* Set exercise:
Quote the data from the line with "# Outline the region of every instance of the black dress." up to and including the line with "--target black dress", reproducing every character as it stands.

(begin)

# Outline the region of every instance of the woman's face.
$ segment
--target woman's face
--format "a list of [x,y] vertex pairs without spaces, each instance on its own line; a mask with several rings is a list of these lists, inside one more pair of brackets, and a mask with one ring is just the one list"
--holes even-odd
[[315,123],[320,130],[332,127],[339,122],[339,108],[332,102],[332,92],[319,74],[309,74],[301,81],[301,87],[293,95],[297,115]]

(end)
(begin)

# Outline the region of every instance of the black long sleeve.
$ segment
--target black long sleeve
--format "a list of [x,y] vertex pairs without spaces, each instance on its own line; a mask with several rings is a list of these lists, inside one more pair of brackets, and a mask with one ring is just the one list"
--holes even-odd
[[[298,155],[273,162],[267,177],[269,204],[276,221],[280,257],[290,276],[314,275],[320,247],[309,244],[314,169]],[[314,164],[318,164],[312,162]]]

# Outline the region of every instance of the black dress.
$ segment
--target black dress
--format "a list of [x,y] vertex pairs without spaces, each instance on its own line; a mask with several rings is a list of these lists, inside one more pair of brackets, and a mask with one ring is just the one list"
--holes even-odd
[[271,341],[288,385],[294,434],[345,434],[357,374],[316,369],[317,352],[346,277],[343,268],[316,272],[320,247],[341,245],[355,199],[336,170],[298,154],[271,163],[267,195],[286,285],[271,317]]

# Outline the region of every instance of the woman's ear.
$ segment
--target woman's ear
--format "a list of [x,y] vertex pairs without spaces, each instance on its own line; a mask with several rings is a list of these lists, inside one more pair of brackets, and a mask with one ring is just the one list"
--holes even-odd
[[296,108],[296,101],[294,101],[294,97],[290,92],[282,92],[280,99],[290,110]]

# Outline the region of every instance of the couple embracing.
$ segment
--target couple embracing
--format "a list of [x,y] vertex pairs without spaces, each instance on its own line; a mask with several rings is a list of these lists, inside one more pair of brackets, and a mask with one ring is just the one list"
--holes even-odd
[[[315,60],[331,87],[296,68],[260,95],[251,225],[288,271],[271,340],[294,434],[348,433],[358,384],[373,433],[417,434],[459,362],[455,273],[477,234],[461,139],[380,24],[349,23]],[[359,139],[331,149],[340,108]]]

(end)

* Output below:
# Outline the region of every instance of the black dress.
$ segment
--target black dress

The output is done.